▶ Assigned task:
Return every line from the records below in which the word "minced" is found.

(Dataset items)
== Segment start ==

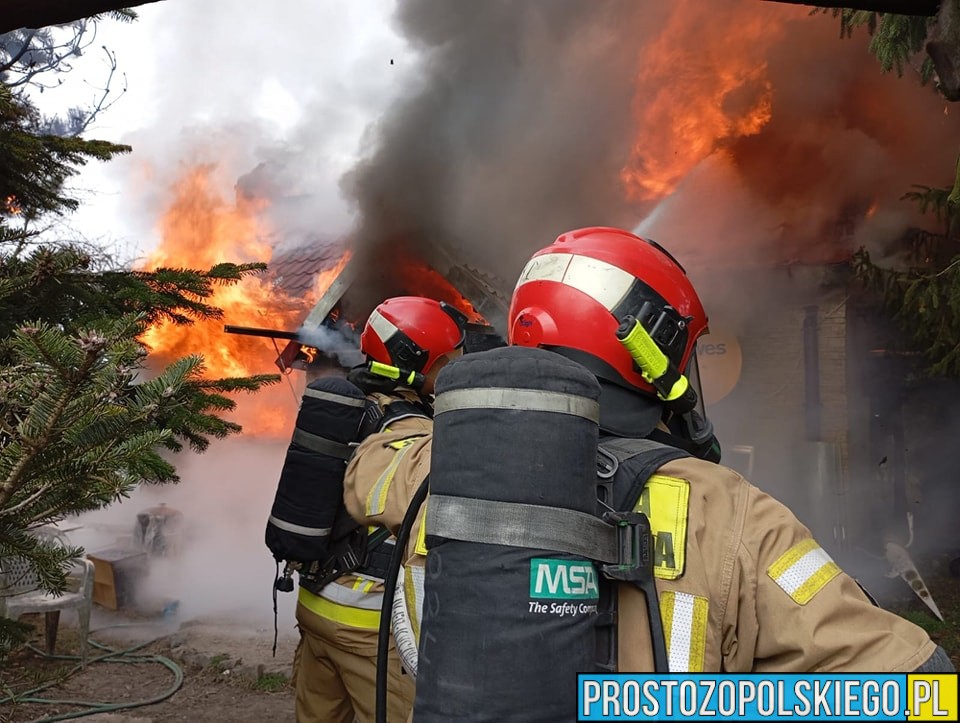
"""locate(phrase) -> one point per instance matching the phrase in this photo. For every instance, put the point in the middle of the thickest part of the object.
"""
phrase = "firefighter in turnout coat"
(742, 585)
(411, 339)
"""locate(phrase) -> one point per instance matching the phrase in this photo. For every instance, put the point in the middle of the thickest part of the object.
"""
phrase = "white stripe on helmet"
(605, 283)
(382, 326)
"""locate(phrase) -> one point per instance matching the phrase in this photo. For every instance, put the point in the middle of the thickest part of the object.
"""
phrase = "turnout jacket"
(742, 584)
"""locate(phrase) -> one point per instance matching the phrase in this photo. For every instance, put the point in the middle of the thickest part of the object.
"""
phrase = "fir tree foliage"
(83, 420)
(923, 298)
(895, 40)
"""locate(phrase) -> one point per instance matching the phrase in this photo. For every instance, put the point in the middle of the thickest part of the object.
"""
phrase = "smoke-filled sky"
(737, 137)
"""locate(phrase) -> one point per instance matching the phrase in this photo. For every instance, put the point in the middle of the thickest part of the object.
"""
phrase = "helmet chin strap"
(692, 432)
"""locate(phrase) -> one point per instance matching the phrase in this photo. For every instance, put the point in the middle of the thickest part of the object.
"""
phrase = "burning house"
(755, 145)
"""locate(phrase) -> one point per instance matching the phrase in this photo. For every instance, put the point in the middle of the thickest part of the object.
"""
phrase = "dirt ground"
(228, 673)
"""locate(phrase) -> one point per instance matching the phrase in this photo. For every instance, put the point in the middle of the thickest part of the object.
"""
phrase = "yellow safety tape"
(665, 501)
(343, 614)
(803, 570)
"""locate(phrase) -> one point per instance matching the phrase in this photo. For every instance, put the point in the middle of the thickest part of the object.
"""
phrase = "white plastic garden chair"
(20, 593)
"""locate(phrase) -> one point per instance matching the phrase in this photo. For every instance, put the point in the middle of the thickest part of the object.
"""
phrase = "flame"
(689, 100)
(198, 230)
(11, 207)
(326, 277)
(422, 280)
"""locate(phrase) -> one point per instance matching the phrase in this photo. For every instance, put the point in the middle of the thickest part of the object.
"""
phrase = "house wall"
(799, 450)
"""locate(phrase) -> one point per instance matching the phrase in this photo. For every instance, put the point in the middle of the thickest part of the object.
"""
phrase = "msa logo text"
(568, 579)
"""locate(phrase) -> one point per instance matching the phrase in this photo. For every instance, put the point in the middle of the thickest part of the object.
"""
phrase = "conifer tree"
(82, 419)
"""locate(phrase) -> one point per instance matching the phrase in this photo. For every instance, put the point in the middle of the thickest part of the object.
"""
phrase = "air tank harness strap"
(321, 445)
(623, 540)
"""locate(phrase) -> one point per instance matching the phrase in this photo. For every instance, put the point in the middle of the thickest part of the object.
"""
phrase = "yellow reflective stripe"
(665, 501)
(421, 546)
(413, 595)
(363, 585)
(343, 614)
(377, 499)
(685, 629)
(803, 571)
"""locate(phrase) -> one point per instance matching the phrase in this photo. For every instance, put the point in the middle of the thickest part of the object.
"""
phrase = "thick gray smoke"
(515, 130)
(524, 115)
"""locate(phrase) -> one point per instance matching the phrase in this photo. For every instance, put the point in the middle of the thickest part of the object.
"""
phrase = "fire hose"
(111, 656)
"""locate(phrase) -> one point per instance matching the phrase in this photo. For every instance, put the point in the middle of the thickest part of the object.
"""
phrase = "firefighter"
(742, 585)
(409, 339)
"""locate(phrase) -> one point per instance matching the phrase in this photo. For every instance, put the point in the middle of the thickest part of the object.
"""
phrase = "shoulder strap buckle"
(635, 565)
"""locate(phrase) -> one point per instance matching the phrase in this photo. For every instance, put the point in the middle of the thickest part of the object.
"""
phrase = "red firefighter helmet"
(412, 332)
(573, 294)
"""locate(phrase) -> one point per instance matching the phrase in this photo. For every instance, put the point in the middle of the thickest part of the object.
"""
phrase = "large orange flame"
(198, 230)
(689, 100)
(423, 280)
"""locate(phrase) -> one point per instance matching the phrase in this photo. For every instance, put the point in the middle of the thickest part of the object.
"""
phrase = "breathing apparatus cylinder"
(508, 617)
(310, 490)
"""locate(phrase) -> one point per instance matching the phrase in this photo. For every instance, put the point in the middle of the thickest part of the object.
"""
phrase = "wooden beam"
(41, 13)
(926, 8)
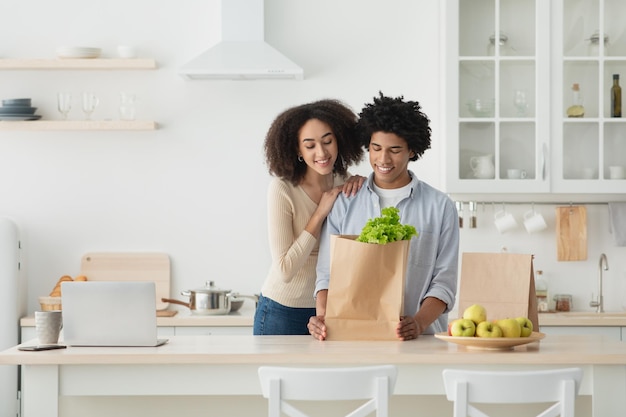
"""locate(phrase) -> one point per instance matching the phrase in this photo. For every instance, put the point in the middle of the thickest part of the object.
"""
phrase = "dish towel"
(617, 217)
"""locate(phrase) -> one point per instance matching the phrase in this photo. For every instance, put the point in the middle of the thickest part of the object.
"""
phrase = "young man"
(396, 132)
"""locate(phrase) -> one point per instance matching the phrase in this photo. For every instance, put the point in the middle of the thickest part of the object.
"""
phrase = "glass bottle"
(576, 109)
(616, 97)
(459, 209)
(541, 290)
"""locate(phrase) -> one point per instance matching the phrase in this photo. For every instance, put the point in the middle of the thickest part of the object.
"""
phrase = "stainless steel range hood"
(242, 53)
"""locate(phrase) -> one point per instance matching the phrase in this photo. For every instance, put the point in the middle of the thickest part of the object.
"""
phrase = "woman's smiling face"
(389, 158)
(318, 146)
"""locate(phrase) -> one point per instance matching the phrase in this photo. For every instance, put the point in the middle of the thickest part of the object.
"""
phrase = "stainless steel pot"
(209, 301)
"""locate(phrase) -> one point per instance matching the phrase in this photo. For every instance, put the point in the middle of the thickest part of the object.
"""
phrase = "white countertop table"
(173, 369)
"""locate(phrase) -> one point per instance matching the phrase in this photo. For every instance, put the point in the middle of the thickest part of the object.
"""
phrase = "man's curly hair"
(394, 115)
(281, 142)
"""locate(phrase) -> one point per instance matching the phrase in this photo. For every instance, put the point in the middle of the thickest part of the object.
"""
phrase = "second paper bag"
(366, 289)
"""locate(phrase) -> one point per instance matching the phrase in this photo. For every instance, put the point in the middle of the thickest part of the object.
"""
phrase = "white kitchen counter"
(233, 361)
(582, 319)
(184, 318)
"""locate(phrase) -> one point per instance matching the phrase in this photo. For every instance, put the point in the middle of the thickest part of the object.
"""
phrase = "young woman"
(308, 149)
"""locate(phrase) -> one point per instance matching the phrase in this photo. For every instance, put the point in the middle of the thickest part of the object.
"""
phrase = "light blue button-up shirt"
(432, 268)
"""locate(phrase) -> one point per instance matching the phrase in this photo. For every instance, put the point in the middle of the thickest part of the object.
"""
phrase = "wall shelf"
(78, 64)
(80, 125)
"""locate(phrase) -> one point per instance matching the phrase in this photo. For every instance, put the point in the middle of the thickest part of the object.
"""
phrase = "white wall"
(195, 188)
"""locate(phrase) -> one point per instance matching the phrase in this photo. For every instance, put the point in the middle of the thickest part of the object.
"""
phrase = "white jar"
(593, 49)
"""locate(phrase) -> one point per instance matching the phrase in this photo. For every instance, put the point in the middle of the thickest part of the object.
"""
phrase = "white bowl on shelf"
(78, 52)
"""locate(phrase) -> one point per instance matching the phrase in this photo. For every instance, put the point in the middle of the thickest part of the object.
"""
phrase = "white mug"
(126, 51)
(617, 172)
(534, 222)
(48, 325)
(516, 173)
(504, 221)
(589, 173)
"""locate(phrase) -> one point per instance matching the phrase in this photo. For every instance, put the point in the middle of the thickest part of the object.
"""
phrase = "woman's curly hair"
(281, 142)
(394, 115)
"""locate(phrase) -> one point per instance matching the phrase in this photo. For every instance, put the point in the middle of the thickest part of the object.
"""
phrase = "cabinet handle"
(544, 161)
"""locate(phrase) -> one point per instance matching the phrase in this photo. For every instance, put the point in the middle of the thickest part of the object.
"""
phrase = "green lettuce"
(386, 228)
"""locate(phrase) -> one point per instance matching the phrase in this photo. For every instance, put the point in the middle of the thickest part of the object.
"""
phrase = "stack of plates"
(78, 52)
(18, 109)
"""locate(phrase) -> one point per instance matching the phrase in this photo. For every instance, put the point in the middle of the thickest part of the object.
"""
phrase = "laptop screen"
(109, 313)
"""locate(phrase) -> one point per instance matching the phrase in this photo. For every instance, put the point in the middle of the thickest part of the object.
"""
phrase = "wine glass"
(64, 103)
(90, 102)
(520, 102)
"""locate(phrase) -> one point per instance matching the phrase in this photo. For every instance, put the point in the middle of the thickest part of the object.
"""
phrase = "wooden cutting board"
(571, 233)
(130, 266)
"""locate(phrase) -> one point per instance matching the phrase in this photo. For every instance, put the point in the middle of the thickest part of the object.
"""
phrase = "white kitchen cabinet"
(497, 50)
(612, 332)
(213, 330)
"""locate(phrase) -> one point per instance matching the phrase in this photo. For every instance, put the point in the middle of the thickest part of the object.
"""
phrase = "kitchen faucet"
(599, 303)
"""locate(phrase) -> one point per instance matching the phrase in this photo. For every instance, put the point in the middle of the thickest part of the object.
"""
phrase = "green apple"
(475, 313)
(510, 327)
(488, 329)
(462, 327)
(526, 325)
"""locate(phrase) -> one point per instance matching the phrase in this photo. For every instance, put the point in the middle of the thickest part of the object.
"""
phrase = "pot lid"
(211, 289)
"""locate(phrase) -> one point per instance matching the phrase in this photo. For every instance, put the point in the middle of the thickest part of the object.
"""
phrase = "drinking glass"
(64, 104)
(90, 102)
(520, 102)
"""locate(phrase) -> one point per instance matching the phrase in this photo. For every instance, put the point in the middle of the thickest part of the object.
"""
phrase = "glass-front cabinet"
(527, 96)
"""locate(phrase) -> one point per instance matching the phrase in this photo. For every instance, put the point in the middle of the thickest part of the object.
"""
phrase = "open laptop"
(109, 313)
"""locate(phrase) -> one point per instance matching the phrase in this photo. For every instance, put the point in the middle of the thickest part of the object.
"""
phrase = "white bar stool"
(372, 383)
(558, 386)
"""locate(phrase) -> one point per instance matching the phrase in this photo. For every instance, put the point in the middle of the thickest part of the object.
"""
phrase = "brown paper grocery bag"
(503, 283)
(366, 290)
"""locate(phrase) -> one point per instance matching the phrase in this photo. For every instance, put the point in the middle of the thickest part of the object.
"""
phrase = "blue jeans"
(272, 318)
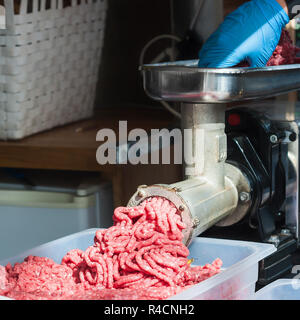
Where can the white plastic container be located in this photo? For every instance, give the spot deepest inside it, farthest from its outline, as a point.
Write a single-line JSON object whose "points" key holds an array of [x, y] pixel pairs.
{"points": [[283, 289], [76, 183], [48, 211], [49, 63], [236, 281]]}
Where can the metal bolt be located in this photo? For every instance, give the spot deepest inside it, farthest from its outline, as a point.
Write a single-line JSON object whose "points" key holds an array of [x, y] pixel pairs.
{"points": [[285, 232], [273, 138], [196, 222], [244, 196], [275, 240], [142, 193]]}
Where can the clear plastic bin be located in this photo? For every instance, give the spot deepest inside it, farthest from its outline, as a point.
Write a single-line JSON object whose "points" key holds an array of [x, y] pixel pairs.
{"points": [[284, 289], [236, 281]]}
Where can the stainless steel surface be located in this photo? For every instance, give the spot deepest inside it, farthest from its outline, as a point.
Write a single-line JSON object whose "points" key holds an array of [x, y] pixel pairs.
{"points": [[183, 81], [206, 143], [201, 204]]}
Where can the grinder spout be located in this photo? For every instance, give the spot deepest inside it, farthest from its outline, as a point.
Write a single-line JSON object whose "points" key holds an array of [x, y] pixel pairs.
{"points": [[210, 191]]}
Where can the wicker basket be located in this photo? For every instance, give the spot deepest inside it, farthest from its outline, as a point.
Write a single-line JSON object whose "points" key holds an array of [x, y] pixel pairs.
{"points": [[49, 62]]}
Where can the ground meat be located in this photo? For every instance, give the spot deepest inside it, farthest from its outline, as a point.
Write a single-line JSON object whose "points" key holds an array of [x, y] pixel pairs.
{"points": [[143, 249], [285, 52]]}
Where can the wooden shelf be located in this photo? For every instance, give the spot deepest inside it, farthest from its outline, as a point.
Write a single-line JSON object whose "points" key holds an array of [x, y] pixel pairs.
{"points": [[74, 146]]}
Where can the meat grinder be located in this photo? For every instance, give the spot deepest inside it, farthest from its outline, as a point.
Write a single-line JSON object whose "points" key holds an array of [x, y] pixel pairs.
{"points": [[242, 180]]}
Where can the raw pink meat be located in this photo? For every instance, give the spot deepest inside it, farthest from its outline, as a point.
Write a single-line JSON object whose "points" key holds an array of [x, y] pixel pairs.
{"points": [[285, 52], [143, 249]]}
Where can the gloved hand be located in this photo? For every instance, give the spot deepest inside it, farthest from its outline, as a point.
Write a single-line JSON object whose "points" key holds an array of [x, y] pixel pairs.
{"points": [[251, 33]]}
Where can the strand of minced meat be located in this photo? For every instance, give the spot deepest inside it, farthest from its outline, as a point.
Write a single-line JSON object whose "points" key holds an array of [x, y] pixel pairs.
{"points": [[143, 249], [284, 54]]}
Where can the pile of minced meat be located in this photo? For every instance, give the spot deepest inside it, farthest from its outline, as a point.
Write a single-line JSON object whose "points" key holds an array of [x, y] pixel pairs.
{"points": [[142, 250]]}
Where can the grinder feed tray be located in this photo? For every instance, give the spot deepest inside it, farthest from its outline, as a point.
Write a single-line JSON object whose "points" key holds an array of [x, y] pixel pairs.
{"points": [[183, 81]]}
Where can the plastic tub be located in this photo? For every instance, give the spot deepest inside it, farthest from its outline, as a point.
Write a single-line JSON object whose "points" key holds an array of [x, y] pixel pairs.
{"points": [[284, 289], [236, 281]]}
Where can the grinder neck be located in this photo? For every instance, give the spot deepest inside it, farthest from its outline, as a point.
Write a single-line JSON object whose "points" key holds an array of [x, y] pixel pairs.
{"points": [[205, 140]]}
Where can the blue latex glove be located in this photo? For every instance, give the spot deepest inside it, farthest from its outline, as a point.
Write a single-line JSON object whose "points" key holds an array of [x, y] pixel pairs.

== Segment end ==

▶ Your response:
Where can the strand of minced meat be located in this photo? For every instance, give the spot deepest inside it, farthest from its outline, as a point.
Where can the pile of minced meat be located in this photo? For every instance, give the spot deepest inside it, farthest from its outline, as a point.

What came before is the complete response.